EXERCISE PROMPT =
Can you pull out the lines of the listing below, from the line with "Which region of this screenshot contains the metal railing?" up to and including the line with "[0,0,254,292]", copying them word for word but leaving out the pictures?

■ ■ ■ ■

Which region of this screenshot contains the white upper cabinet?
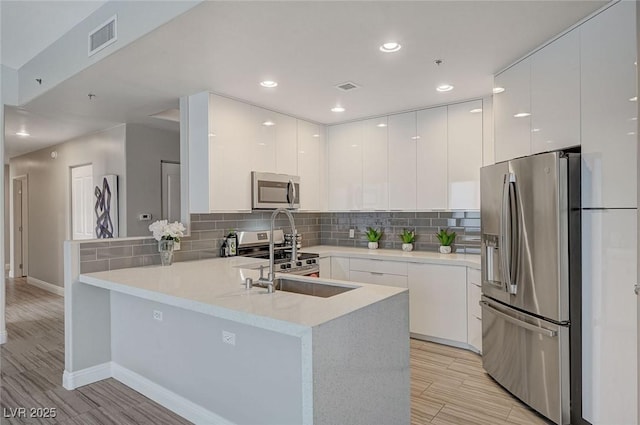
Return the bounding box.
[274,113,299,176]
[328,121,363,211]
[210,95,256,211]
[298,120,325,211]
[580,1,638,208]
[362,117,389,210]
[447,100,482,210]
[416,106,447,210]
[531,29,580,153]
[493,58,531,162]
[388,112,418,211]
[250,106,279,173]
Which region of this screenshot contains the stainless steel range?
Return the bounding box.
[238,230,320,277]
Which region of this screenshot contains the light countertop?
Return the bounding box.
[79,246,480,335]
[302,245,480,270]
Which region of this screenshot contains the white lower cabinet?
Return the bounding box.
[407,263,467,344]
[349,258,407,288]
[582,209,638,425]
[318,257,332,279]
[330,257,349,280]
[467,268,482,353]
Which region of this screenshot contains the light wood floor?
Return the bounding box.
[0,279,546,425]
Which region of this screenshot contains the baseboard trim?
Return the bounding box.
[62,362,111,390]
[27,276,64,297]
[111,363,233,425]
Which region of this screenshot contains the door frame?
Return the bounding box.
[9,174,29,277]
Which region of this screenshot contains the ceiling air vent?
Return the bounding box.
[336,81,360,91]
[89,15,118,56]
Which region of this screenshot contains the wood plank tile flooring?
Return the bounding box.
[0,279,547,425]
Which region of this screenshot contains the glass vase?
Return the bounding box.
[158,239,174,266]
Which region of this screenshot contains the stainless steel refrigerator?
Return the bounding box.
[480,152,581,424]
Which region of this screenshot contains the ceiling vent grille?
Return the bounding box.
[89,15,118,56]
[336,81,360,91]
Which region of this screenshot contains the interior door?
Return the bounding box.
[71,164,95,240]
[13,179,25,277]
[160,161,180,222]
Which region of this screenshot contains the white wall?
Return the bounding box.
[3,164,11,264]
[125,124,180,236]
[10,125,127,286]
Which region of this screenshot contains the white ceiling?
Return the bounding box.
[3,1,606,156]
[0,0,106,69]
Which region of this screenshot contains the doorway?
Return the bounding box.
[71,164,95,240]
[161,161,180,223]
[9,176,29,277]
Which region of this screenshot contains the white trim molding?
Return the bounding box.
[27,276,64,297]
[62,362,235,425]
[111,363,234,425]
[62,362,111,390]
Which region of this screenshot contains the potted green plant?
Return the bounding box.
[367,227,382,249]
[400,229,416,252]
[436,228,456,254]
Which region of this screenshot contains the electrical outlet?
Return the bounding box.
[222,331,236,345]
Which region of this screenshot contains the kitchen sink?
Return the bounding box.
[273,277,358,298]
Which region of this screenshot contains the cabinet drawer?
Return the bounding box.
[349,270,408,288]
[467,284,482,319]
[349,258,407,276]
[467,268,482,286]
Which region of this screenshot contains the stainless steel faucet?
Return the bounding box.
[257,208,298,293]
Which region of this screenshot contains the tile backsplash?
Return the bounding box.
[320,211,480,254]
[80,211,480,273]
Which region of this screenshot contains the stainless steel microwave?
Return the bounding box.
[251,171,300,210]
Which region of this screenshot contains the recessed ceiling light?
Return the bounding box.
[436,84,453,92]
[380,41,402,53]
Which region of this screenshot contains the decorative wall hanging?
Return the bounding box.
[94,174,118,239]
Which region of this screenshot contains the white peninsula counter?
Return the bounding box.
[64,250,410,425]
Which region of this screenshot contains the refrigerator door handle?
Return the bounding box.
[500,173,518,294]
[480,301,558,338]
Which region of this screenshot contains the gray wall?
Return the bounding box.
[125,124,180,236]
[10,125,126,286]
[4,164,11,264]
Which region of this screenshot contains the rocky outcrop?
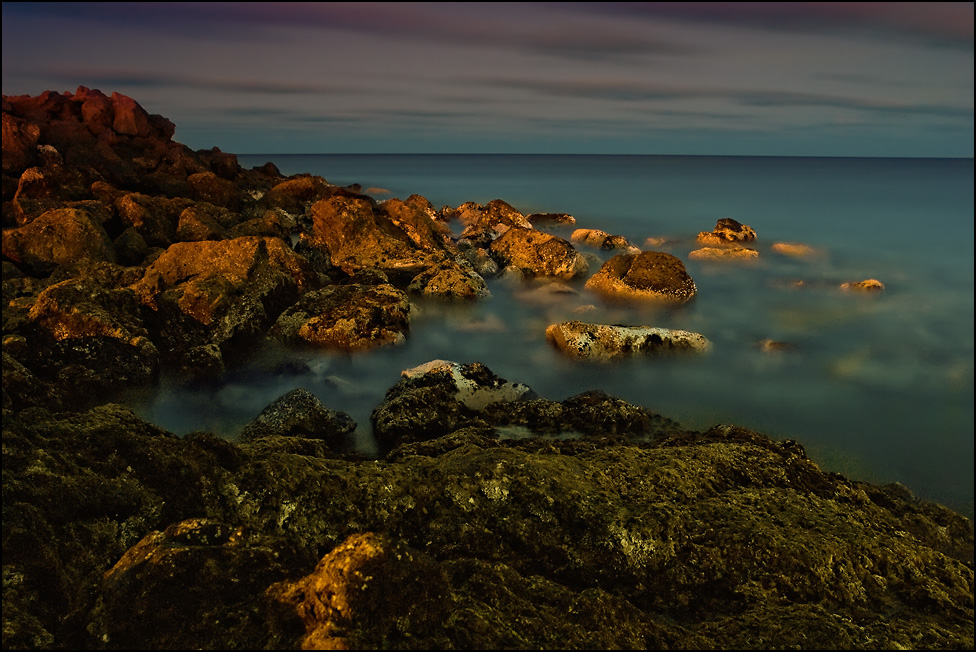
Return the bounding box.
[586,251,698,304]
[546,321,712,362]
[2,397,974,649]
[0,88,974,649]
[240,388,356,451]
[569,229,640,254]
[488,226,589,280]
[840,278,884,292]
[688,247,759,262]
[697,217,756,247]
[268,283,410,351]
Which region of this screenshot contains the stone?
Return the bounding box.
[546,321,711,362]
[488,226,589,280]
[240,387,356,451]
[770,242,820,258]
[268,283,410,351]
[697,217,756,247]
[2,208,115,275]
[569,229,640,254]
[688,247,759,262]
[585,251,698,304]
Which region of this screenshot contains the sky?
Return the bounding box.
[2,2,974,158]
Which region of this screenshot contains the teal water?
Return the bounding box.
[142,155,974,516]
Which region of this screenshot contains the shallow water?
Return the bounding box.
[132,155,974,516]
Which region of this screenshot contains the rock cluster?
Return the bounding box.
[2,87,974,649]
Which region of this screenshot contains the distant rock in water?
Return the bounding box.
[688,247,759,262]
[586,251,698,304]
[697,217,756,247]
[569,229,640,254]
[546,321,711,361]
[770,242,820,258]
[240,388,356,451]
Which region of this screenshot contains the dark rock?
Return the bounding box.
[240,388,356,451]
[489,226,589,280]
[586,251,697,304]
[697,217,756,247]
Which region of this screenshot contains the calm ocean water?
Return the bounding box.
[133,155,974,517]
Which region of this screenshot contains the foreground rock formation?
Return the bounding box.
[2,88,974,649]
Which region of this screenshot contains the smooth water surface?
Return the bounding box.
[133,155,974,516]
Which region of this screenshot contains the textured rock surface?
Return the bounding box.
[546,321,712,361]
[586,251,698,304]
[0,87,974,649]
[697,217,756,247]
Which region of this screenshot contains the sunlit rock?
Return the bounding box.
[546,321,711,361]
[268,284,410,351]
[407,257,491,301]
[840,278,884,292]
[525,213,576,227]
[489,226,589,280]
[688,247,759,262]
[586,251,698,304]
[451,199,533,247]
[697,217,756,247]
[240,387,356,451]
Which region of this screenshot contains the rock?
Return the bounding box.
[688,247,759,261]
[131,237,317,373]
[525,213,576,227]
[570,229,640,254]
[370,360,535,452]
[2,208,115,276]
[586,251,698,304]
[488,226,589,280]
[546,321,711,361]
[310,195,444,283]
[452,199,532,247]
[240,387,356,451]
[268,532,450,650]
[407,257,491,301]
[697,217,756,247]
[770,242,820,258]
[268,283,410,351]
[840,278,884,292]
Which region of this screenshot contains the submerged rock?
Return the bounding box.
[586,251,698,304]
[840,278,884,292]
[569,229,640,254]
[240,387,356,451]
[268,283,410,351]
[697,217,756,247]
[546,321,711,361]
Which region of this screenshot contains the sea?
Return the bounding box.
[137,154,974,518]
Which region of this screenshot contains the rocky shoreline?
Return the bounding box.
[2,87,974,649]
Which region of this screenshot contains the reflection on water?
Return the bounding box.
[132,157,974,516]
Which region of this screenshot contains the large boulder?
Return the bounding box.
[546,321,711,362]
[586,251,698,304]
[488,226,589,280]
[268,283,410,351]
[697,217,756,247]
[2,208,115,275]
[132,237,318,376]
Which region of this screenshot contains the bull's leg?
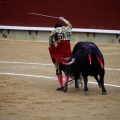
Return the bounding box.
[83,75,88,94]
[94,75,102,88]
[75,76,79,89]
[100,72,106,95]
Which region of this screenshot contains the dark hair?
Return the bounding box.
[54,23,62,28]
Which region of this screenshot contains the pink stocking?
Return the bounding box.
[65,75,69,83]
[57,74,63,88]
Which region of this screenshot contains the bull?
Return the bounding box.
[63,42,106,95]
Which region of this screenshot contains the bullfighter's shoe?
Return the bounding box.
[56,87,64,91]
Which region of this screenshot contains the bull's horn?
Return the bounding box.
[61,57,70,60]
[63,58,75,65]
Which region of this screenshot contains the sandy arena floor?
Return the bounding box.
[0,40,120,120]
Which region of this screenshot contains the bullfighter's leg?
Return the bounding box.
[100,72,107,95]
[94,75,102,88]
[74,76,79,89]
[83,75,88,94]
[55,61,64,91]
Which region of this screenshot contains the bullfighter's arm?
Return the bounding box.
[59,17,72,29]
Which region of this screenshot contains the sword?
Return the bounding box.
[29,13,59,18]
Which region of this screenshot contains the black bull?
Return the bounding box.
[63,42,106,95]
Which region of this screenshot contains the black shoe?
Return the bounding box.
[63,82,68,92]
[56,87,64,91]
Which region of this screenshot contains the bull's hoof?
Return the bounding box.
[102,92,107,95]
[63,82,68,92]
[75,85,79,90]
[84,91,88,95]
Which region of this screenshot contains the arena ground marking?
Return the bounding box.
[0,72,120,88]
[0,61,120,71]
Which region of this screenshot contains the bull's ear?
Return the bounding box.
[63,58,75,65]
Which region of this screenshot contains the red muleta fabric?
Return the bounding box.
[48,40,72,63]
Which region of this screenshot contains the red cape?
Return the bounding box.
[48,40,72,63]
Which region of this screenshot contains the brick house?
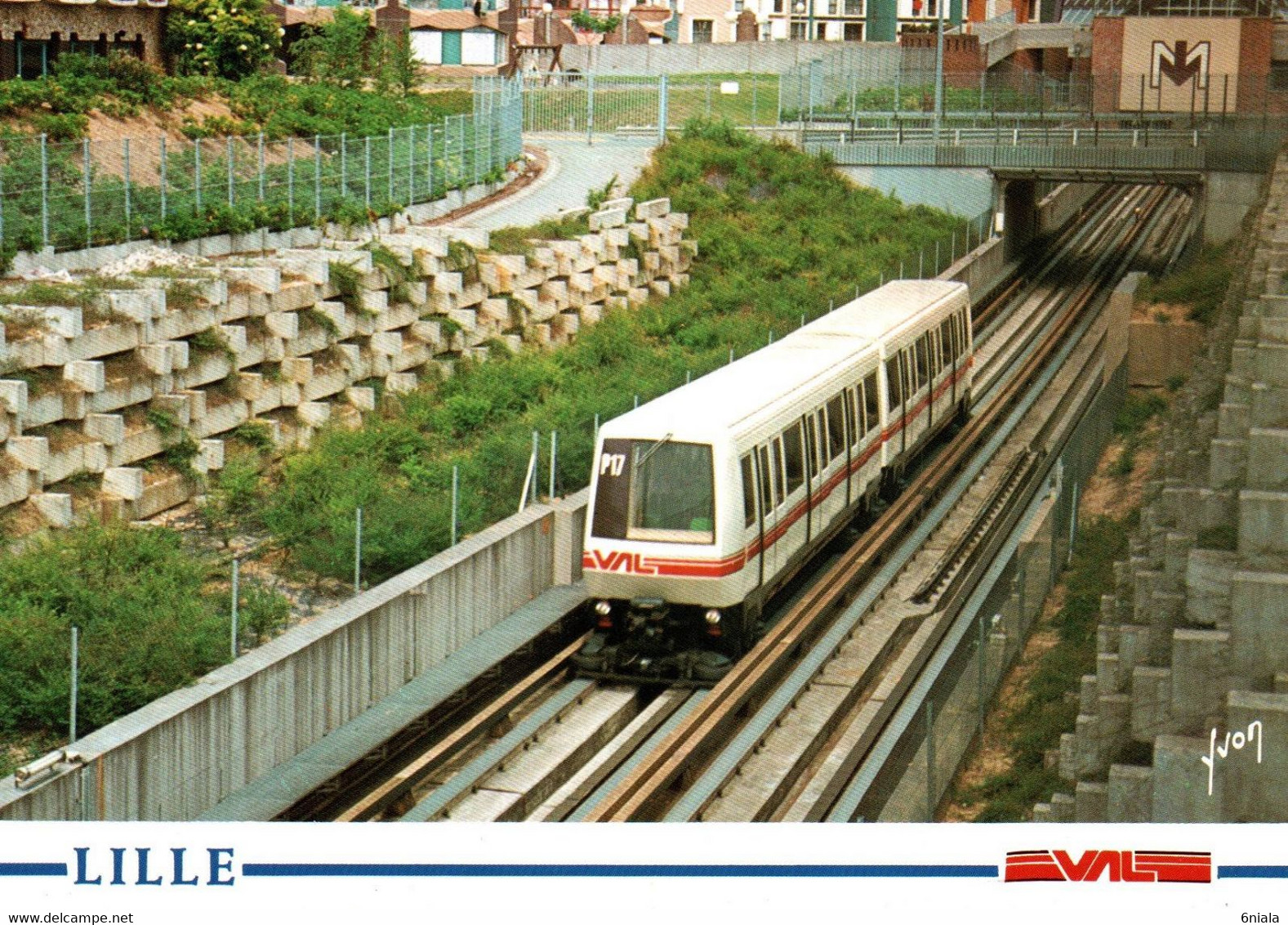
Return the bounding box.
[0,0,167,80]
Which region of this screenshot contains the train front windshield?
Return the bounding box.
[591,438,715,543]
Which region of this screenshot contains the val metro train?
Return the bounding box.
[574,279,971,684]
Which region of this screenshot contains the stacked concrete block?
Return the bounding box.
[1034,157,1288,822]
[0,199,696,525]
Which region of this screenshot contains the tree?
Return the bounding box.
[373,29,421,96]
[291,4,371,87]
[166,0,282,80]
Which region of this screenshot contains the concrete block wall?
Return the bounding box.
[0,199,697,527]
[1041,156,1288,822]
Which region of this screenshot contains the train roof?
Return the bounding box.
[601,279,966,442]
[802,279,967,340]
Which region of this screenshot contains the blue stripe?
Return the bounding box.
[0,860,67,878]
[1216,865,1288,880]
[242,865,998,878]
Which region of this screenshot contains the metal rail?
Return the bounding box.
[589,182,1179,820]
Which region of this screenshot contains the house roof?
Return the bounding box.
[407,9,501,32]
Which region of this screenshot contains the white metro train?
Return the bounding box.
[574,279,971,684]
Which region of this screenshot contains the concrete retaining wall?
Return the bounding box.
[1036,156,1288,822]
[0,491,586,820]
[0,199,697,527]
[0,163,1067,820]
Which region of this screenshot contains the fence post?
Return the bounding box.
[161,136,166,219]
[549,431,559,501]
[228,559,241,659]
[192,138,201,215]
[528,431,541,503]
[657,74,667,145]
[362,136,371,208]
[452,465,461,546]
[353,507,362,594]
[975,613,988,736]
[121,138,130,241]
[67,623,80,744]
[313,136,322,221]
[81,138,94,248]
[40,132,49,248]
[926,699,938,822]
[0,145,7,246]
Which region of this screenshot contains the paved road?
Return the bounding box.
[457,136,653,230]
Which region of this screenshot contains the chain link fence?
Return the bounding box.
[0,81,523,252]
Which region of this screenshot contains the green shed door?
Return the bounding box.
[443,31,461,65]
[867,0,899,41]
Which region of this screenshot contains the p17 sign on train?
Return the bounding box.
[1006,851,1212,884]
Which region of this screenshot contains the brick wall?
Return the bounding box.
[1091,16,1123,112]
[0,2,165,65]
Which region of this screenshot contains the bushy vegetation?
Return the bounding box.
[1109,391,1167,478]
[1136,245,1234,324]
[165,0,282,80]
[0,525,286,740]
[955,514,1134,822]
[246,123,964,581]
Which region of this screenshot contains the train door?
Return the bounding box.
[756,443,782,583]
[805,409,827,536]
[738,449,765,588]
[939,315,957,413]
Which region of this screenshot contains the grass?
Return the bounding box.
[952,512,1136,822]
[1109,391,1167,478]
[488,209,590,257]
[243,123,960,581]
[1136,245,1235,324]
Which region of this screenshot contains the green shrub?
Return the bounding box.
[1136,245,1234,324]
[253,125,960,581]
[0,525,252,735]
[955,516,1130,822]
[165,0,281,80]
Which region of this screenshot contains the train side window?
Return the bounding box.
[886,357,902,411]
[783,422,805,494]
[863,373,881,431]
[760,447,774,514]
[805,413,818,478]
[770,436,787,507]
[827,395,845,458]
[841,388,863,446]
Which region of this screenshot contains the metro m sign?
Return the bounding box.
[1006,851,1212,884]
[1149,38,1212,90]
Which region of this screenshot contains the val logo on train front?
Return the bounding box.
[1006,849,1212,884]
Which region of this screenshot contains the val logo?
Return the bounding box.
[1006,851,1212,884]
[1149,38,1212,90]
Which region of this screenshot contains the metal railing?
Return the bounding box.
[0,81,522,252]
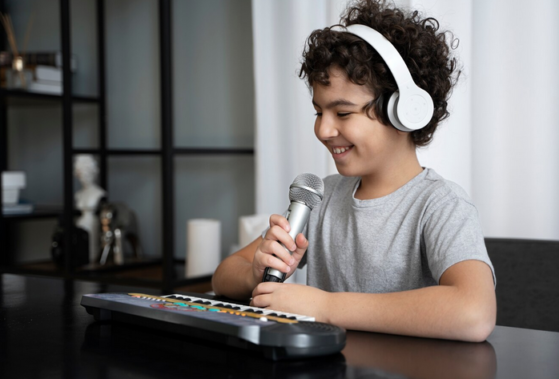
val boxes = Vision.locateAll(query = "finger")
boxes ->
[257,245,291,273]
[264,225,297,251]
[270,215,291,232]
[293,233,309,262]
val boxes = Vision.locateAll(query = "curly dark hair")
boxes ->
[299,0,461,146]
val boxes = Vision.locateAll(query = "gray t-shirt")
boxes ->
[299,168,495,293]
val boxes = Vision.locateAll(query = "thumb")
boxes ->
[292,233,309,264]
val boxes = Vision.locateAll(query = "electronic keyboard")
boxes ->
[81,293,346,360]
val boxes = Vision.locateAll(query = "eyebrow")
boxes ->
[312,99,357,109]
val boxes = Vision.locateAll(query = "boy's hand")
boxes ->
[250,282,330,322]
[252,215,309,286]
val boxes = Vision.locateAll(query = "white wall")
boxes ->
[472,0,559,240]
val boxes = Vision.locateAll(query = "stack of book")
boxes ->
[0,51,77,95]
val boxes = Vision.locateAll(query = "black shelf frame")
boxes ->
[0,0,254,293]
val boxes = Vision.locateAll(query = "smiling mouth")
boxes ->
[332,146,353,155]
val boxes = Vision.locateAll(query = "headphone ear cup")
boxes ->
[385,91,412,132]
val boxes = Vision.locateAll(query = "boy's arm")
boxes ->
[253,260,497,342]
[212,215,309,299]
[212,237,262,299]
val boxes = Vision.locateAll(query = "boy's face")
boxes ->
[313,67,411,177]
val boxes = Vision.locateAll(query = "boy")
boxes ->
[212,0,496,341]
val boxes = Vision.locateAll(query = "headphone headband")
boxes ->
[330,24,434,132]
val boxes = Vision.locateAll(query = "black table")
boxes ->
[0,274,559,379]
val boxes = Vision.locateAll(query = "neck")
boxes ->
[355,148,423,200]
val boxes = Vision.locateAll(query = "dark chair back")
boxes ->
[485,238,559,332]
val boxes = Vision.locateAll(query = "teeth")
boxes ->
[332,147,350,154]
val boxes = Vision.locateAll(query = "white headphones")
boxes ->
[331,25,434,132]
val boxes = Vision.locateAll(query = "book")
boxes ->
[2,204,33,215]
[35,65,62,82]
[0,51,78,72]
[27,80,62,95]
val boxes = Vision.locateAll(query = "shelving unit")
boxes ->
[0,0,254,292]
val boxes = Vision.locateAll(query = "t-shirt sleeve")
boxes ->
[423,195,497,285]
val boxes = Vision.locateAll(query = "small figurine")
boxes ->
[74,154,106,262]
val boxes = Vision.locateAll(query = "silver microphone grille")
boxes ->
[289,174,324,210]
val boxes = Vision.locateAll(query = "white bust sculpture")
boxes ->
[74,154,106,262]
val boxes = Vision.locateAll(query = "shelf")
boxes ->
[72,147,254,155]
[0,88,99,106]
[72,149,161,155]
[173,147,254,155]
[0,258,212,292]
[2,205,65,220]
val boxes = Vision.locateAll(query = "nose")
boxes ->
[314,115,339,141]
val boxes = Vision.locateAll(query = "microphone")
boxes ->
[262,174,324,283]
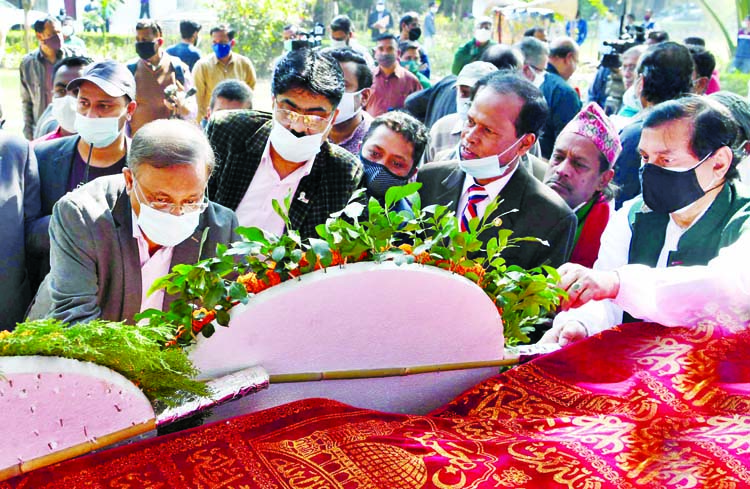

■ ■ ■ ■

OUTPUT OF THE EXERCISE =
Which region of this screenshot contains the metal railing?
Return the bounding box.
[0,81,522,252]
val boxes = Vision.locateAll(query = "finger")
boxes ->
[257,245,291,273]
[264,225,297,251]
[270,215,291,232]
[293,233,309,262]
val boxes = Vision.locateAll(query = "curly dark hair")
boxes ->
[299,0,461,146]
val boxes = Vision.locateAll(query = "gray t-shirt")
boxes ->
[299,168,495,293]
val boxes = Vision.locateAll(query = "thumb")
boxes ->
[292,233,309,264]
val boxes = Vision.locateAll(query = "electronic keyboard")
boxes ->
[81,293,346,360]
val boxes = Vision.locateAll(query = "eyebrow")
boxes ->
[312,99,357,109]
val boxes = Vision.locateAll(query = "boy's hand")
boxes ->
[250,282,330,322]
[252,215,309,286]
val boxes = Vision.locateAll(query = "white wall")
boxes ->
[472,0,559,240]
val boxes = Vision.locateAll(query = "stack of book")
boxes ->
[0,51,77,95]
val boxes = Vision.locateAll(query = "black shelf frame")
boxes ->
[0,0,254,293]
val boxes = Vision.locateAll(query = "smiling mouth")
boxes ->
[332,146,353,155]
val boxes = Vision.locateAll(query = "headphone ear cup")
boxes ->
[385,91,412,132]
val boxes = Vision.locateAll(query = "boy's arm")
boxes ->
[253,260,497,342]
[212,215,309,299]
[212,237,262,299]
val boxes = Vision.locateAll(query = "boy's face")
boxes ->
[313,67,411,177]
val boxes = Vision.locateAll(query = "boy")
boxes ->
[212,0,496,341]
val boxes = Vision.locateAll(query = "headphone headband")
boxes ->
[330,24,434,132]
val boxes = Vision.locateAll(query = "black table")
boxes ->
[0,274,559,379]
val boxes = Vision.locateAll(query = "neck")
boxes ->
[355,148,423,200]
val boxes = Vision.locateAll(query = "dark chair back")
boxes ->
[485,238,559,332]
val boxes = Vision.locateAll(query = "teeth")
boxes ->
[332,147,350,154]
val boxes = Vision.locateAll(query = "white headphones")
boxes ->
[331,25,434,132]
val boxes = Vision.locateAll(query = "book")
boxes ->
[2,204,33,215]
[35,65,62,82]
[0,51,78,72]
[27,80,62,95]
val boxes = Vision.locateAll(query = "shelving unit")
boxes ->
[0,0,254,292]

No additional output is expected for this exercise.